[Stored records]
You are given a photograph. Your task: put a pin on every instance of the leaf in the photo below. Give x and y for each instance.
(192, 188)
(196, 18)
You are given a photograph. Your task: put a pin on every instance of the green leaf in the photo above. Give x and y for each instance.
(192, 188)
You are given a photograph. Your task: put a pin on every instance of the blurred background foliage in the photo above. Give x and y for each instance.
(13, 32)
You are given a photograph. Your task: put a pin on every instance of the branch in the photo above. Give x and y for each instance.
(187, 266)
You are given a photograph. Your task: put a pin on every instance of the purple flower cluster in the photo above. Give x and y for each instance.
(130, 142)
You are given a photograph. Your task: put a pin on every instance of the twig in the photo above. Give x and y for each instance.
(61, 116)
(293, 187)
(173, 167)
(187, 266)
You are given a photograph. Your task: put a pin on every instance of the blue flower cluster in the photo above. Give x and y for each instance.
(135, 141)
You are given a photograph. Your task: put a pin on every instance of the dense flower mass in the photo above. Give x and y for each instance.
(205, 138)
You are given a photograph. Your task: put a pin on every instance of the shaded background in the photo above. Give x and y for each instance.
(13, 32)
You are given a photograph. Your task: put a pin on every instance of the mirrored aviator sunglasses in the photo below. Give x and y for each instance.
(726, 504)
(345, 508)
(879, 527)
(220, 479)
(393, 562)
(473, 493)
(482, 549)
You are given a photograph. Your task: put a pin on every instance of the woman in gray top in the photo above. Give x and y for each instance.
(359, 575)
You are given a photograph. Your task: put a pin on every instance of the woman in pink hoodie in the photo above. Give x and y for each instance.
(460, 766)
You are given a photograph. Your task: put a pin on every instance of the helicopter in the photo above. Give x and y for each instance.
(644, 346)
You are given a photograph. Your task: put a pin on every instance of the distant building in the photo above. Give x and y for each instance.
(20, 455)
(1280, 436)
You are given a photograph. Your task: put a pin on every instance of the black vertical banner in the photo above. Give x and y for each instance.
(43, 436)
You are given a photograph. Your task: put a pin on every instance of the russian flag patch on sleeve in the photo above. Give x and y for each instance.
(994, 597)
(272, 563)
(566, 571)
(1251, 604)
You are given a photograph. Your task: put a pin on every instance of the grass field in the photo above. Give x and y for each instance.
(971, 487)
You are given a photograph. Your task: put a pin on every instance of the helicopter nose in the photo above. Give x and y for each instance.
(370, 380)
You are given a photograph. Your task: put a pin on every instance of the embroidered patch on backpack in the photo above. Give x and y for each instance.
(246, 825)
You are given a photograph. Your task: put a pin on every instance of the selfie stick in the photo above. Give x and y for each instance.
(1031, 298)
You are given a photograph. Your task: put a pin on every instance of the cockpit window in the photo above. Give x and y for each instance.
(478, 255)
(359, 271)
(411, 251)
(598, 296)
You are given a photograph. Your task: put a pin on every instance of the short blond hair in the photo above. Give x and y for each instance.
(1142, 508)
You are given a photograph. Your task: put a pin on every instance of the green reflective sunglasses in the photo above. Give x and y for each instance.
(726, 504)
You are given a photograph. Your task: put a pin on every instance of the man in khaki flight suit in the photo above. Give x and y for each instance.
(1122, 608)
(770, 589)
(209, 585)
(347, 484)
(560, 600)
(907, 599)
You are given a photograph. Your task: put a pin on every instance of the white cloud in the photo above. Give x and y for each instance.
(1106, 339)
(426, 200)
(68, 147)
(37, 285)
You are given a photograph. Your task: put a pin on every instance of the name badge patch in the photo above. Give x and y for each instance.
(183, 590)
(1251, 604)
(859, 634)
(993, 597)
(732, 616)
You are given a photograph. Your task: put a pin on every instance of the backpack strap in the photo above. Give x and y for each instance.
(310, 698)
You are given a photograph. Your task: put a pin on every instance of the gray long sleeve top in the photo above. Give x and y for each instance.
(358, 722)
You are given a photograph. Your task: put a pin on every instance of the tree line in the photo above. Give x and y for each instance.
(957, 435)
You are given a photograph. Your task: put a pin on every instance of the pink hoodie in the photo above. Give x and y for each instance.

_WHAT THE EXERCISE ASKS_. Every entry, from the first line to the last, should be retyped exactly.

_SOLUTION FOR THIS EXERCISE_.
You are given a photograph. Your task: put a pin on every instance of the leaf in the photo below. Give x and y for each instance.
(192, 188)
(196, 18)
You are given a photograph. Your task: put a pin on every instance of the green leaf in the photo above. Give x and y for each instance.
(192, 188)
You are given a photograph. Your task: put a pin on every instance of the blurred background foliage in the photo above. Give x and y for each instance.
(13, 32)
You are given a photograph. Your task: put a pin on every instance of the branch in the photo above. Give x and y for each instance.
(187, 266)
You are given a photograph. Your task: put a pin on every instance of the purple flower cluster in the photo above. Give x and y for each instance.
(130, 142)
You are given a photograph. Your task: put a pin on every instance of the twig in the photo above. Give x and y for each instance.
(61, 116)
(293, 187)
(173, 167)
(187, 266)
You are given a photograph. Your task: put a pin on every instance of the blue flower cluster in the photo above. Give x and y for each instance.
(135, 141)
You are given a photograph. Your task: put a pin on every instance of the dense flower mass in the photo above. Give x and y for each instance.
(205, 138)
You are given a photograph. Your task: put a pin on every instance of the shaded background in the photo above. Give x and y for each instance.
(13, 32)
You are given a photograph. Your task: put a pin on every instance of the mirrored aviator sunglasses in the photo below. Give x and y for each instance.
(726, 504)
(345, 508)
(879, 527)
(220, 479)
(393, 562)
(473, 493)
(482, 549)
You are given a photograph. Your task: put a pin on every instance of the woman in gray top in the photo above. Give x and y for each instance.
(359, 575)
You are given a photograph. Your task: put a pin on every instance of the woman in pink hoodie in the photo above. Give x and y for each instance.
(460, 766)
You are given a photograph. Your task: put a pin on every instance of the helicopter in the photo above. Give x and y for each instance.
(644, 346)
You are given a photograph. Your task: put a pin on every instance of the distant building in the photo above. Give x and y for each instance.
(20, 455)
(1280, 436)
You are given a photograph. Your task: put a pin on every instance of the black vertical banner in the photo above. Give x and y for each instance.
(43, 436)
You are given a photograph. Your task: put a pin on every instance of the russian flag patch on sleeve in the photo above. Give x and y for each instance.
(994, 597)
(272, 563)
(566, 571)
(1251, 604)
You are given a photograph. Your task: put a pin on every instance of the grass field in the photo above. Give x and y for each instance.
(971, 487)
You are given a photograph. Your task: put a pin on every instance of the helicopter nose in the photo above. Give x and y for each instance.
(370, 380)
You are given a photograph. Your task: put a pin on every instance of the embroidered patch on backpack in the photo above. Give x and y for each instance.
(246, 825)
You are given a photograph. Your task: put a pin on every instance of the selfie stick in the photo above. Give x and y for each instance.
(1031, 298)
You are given a photograph. Your task: put a pin on every instance of the cockpit window in the photo above. Give x and y for each instance.
(478, 255)
(359, 271)
(411, 251)
(598, 296)
You are given a photograph. Your task: put a pin on every instance of the short blond hair in the photo above. Give x and y for each instance.
(1142, 508)
You are given a photograph. Your task: put a pin on every instance of the green reflective sunglasses in the photo above. Give x and y for each instance.
(726, 504)
You are given a photograph. Your task: put a pin on every instance of the man in khaki flight suit in the photo above. Give x and y for each instance.
(1122, 608)
(770, 589)
(209, 585)
(347, 484)
(560, 600)
(907, 599)
You are given a photograph. Your task: put a pin on every instance of the white cloud in the photo above. Give x and y for each instance.
(1106, 339)
(426, 200)
(68, 147)
(37, 285)
You are given a photograph. Your task: put a pin on every instance of the name badge patch in the photo above. Give x and y for each instance.
(183, 590)
(1251, 604)
(859, 634)
(993, 597)
(732, 616)
You are given a photograph. Your task: put a pin on every instance of the backpack strap in the photo above. Give x and y for each instance.
(310, 698)
You are given a photograph. Your task: put a pin on every instance of the gray long sleeve top in the photo above. Give x and y for each instance.
(358, 722)
You are given a photograph. Your task: put a pin on every instance of the tree line in the photo above. Give x and y for each instance.
(957, 435)
You are given a photograph. Your task: put a pin on every instance of the pink hoodie in the photo above. Give x and y for each instance.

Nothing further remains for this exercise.